Copy the records exactly, every one of them.

Information provided: Begin

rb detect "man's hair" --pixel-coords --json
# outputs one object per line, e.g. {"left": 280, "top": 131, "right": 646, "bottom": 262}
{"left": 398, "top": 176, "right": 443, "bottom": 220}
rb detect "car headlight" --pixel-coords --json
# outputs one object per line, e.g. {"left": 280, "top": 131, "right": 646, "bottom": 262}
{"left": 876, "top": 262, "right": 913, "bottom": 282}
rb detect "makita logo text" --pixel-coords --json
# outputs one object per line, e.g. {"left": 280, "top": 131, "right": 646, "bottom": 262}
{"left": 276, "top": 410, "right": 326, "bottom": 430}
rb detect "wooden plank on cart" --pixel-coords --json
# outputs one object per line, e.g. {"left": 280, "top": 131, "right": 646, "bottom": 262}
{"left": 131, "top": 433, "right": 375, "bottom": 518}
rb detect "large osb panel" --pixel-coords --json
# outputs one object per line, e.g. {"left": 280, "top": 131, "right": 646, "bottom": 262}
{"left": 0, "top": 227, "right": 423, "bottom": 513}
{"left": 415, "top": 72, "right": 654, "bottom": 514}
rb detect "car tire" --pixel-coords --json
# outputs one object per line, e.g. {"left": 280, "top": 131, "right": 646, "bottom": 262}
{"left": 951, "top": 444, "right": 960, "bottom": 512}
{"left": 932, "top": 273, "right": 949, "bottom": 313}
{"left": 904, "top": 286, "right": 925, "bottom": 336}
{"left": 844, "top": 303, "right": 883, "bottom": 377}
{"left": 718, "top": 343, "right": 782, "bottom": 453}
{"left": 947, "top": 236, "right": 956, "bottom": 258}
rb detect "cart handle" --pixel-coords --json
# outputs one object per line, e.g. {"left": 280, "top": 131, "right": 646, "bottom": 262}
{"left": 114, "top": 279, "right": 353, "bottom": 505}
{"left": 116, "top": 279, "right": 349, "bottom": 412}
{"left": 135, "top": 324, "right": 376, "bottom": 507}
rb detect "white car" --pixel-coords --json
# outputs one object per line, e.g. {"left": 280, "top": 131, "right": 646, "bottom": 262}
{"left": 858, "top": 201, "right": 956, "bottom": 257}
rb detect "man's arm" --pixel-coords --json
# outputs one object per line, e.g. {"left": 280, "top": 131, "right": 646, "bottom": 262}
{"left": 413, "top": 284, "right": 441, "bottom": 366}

Information provided: End

» Written response
rb detect "man's hair" --pixel-coords --json
# outputs one object per line, e.g. {"left": 280, "top": 131, "right": 646, "bottom": 262}
{"left": 398, "top": 176, "right": 443, "bottom": 220}
rb detect "car headlight" --pixel-coords --json
# outputs one object per line, e.g. {"left": 280, "top": 131, "right": 646, "bottom": 262}
{"left": 876, "top": 262, "right": 913, "bottom": 282}
rb detect "makita logo text" --pixel-coords --json
# outputs one object per line, e.g. {"left": 280, "top": 131, "right": 646, "bottom": 262}
{"left": 276, "top": 410, "right": 326, "bottom": 430}
rb detect "wooden plank on cart" --pixel-coords --json
# outputs one object per line, e.g. {"left": 280, "top": 131, "right": 646, "bottom": 262}
{"left": 131, "top": 433, "right": 375, "bottom": 518}
rb detect "large osb panel" --pixel-coords --json
# outputs one object per line, e.g. {"left": 280, "top": 131, "right": 646, "bottom": 262}
{"left": 0, "top": 227, "right": 423, "bottom": 513}
{"left": 415, "top": 72, "right": 654, "bottom": 514}
rb detect "car tire" --pixel-coords --json
# outputs one object per line, e.g. {"left": 280, "top": 131, "right": 646, "bottom": 262}
{"left": 951, "top": 444, "right": 960, "bottom": 512}
{"left": 932, "top": 273, "right": 949, "bottom": 313}
{"left": 904, "top": 286, "right": 925, "bottom": 336}
{"left": 844, "top": 303, "right": 883, "bottom": 377}
{"left": 718, "top": 343, "right": 782, "bottom": 453}
{"left": 947, "top": 236, "right": 956, "bottom": 258}
rb detect "cart handle" --pixel-coords --json
# outputs one object per line, e.g. {"left": 280, "top": 131, "right": 646, "bottom": 262}
{"left": 114, "top": 279, "right": 353, "bottom": 505}
{"left": 116, "top": 279, "right": 349, "bottom": 412}
{"left": 135, "top": 324, "right": 376, "bottom": 507}
rb detect "white car" --pixel-coords --json
# outputs one object per line, e.g. {"left": 280, "top": 131, "right": 646, "bottom": 262}
{"left": 858, "top": 201, "right": 956, "bottom": 257}
rb detect "man's arm" --pixel-coords --json
# outputs one object per line, e.g. {"left": 280, "top": 131, "right": 646, "bottom": 262}
{"left": 413, "top": 284, "right": 441, "bottom": 366}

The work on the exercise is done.